**Work to complete**
List each line below that contains the string "areole", matching case exactly.

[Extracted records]
···

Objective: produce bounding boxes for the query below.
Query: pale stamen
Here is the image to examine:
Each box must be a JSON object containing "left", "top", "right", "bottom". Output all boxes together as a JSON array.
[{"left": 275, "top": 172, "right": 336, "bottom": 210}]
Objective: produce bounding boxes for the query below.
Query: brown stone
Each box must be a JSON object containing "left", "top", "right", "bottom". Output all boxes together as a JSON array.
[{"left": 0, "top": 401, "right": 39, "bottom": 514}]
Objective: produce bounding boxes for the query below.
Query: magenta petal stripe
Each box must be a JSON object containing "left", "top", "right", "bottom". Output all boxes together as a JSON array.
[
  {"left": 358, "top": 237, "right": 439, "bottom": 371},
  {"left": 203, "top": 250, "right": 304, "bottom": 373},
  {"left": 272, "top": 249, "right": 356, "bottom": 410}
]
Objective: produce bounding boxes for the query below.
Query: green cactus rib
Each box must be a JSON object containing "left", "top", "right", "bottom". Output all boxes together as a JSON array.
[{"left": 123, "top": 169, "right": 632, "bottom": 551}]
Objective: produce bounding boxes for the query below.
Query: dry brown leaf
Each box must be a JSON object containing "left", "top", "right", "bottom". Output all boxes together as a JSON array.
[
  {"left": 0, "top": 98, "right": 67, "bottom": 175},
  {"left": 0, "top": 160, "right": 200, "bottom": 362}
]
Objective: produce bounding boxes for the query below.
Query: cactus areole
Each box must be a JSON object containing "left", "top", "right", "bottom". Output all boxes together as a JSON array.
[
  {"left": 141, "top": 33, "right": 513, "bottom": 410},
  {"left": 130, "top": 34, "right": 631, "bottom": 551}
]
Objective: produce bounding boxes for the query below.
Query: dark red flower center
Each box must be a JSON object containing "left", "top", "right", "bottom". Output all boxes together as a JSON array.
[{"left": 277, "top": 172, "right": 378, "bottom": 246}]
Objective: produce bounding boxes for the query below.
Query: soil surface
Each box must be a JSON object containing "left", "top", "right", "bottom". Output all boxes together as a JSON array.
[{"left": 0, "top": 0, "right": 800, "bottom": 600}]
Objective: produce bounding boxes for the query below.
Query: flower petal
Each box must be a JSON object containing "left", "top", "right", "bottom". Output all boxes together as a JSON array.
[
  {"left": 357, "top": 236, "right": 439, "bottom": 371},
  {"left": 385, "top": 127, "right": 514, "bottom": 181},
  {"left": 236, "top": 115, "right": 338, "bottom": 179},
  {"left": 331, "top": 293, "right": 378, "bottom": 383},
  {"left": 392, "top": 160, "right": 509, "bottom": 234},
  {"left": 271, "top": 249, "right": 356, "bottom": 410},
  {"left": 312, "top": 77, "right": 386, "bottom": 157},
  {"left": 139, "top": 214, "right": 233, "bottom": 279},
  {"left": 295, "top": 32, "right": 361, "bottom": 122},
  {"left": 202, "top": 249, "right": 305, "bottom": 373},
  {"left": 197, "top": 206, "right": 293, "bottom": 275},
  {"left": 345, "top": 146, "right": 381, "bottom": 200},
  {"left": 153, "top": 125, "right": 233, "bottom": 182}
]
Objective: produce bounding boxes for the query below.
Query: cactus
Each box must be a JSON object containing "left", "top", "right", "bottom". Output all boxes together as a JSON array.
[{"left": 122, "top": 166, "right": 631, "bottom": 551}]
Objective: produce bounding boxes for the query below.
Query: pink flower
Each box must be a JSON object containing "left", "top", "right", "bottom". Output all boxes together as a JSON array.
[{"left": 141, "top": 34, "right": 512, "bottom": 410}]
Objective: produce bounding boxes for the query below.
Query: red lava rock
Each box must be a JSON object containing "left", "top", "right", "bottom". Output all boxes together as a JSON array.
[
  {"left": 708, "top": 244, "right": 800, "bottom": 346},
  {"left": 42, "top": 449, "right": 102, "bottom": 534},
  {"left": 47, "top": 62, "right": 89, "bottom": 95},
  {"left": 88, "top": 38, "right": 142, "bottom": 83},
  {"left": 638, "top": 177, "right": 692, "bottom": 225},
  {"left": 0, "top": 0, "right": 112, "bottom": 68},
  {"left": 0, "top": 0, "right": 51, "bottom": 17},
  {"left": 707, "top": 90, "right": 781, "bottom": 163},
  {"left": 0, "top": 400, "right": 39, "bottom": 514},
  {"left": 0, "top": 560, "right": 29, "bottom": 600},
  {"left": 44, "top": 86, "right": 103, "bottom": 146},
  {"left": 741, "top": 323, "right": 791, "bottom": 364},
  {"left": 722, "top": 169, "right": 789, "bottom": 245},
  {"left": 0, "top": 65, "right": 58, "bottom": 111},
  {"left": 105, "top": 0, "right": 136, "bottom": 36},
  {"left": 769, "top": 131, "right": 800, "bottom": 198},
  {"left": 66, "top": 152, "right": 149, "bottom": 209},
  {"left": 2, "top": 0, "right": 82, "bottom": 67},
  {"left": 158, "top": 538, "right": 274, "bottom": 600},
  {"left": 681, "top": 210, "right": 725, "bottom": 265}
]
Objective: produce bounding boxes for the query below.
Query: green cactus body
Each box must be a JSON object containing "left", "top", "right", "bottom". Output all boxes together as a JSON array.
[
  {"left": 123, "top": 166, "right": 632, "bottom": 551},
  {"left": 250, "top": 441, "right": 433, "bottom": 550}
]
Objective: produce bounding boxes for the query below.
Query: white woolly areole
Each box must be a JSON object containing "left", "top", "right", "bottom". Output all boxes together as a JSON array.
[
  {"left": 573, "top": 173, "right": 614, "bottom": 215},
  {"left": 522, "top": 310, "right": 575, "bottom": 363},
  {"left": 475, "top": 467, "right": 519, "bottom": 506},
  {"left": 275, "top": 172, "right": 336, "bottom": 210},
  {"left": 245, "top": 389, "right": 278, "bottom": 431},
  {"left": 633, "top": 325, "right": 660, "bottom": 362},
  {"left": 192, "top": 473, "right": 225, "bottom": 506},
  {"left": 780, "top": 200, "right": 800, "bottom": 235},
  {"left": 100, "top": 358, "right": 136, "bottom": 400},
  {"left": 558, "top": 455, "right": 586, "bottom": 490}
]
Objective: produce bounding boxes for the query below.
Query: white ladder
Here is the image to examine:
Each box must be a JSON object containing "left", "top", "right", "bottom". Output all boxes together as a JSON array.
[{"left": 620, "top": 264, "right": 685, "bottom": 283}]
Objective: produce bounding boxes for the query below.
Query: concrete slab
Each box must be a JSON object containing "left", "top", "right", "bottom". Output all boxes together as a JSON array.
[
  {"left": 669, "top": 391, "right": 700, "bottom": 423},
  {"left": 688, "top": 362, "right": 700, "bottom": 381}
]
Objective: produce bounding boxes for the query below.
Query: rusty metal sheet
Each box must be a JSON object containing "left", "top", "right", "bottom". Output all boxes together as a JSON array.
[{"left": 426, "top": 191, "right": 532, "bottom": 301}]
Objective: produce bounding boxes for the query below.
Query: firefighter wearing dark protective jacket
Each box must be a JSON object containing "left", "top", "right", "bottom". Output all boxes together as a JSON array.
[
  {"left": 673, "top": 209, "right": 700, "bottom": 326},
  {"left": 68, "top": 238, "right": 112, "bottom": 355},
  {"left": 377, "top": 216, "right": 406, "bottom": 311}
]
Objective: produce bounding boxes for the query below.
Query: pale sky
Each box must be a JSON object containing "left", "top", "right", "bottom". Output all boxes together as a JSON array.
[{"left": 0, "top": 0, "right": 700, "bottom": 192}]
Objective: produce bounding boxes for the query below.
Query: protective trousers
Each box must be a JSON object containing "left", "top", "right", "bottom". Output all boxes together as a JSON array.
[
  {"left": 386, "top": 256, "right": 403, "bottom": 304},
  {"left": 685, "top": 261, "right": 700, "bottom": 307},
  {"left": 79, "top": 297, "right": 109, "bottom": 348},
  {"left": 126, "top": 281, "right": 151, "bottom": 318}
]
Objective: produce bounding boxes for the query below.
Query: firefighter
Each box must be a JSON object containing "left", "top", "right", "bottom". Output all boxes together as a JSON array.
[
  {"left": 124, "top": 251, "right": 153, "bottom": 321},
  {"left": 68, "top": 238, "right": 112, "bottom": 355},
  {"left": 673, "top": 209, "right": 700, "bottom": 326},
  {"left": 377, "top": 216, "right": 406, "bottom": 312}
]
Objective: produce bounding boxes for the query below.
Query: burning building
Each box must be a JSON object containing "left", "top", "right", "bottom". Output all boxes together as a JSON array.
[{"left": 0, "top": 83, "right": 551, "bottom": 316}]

···

**Solution for this exercise**
Query: cactus areole
Query: white woolly areole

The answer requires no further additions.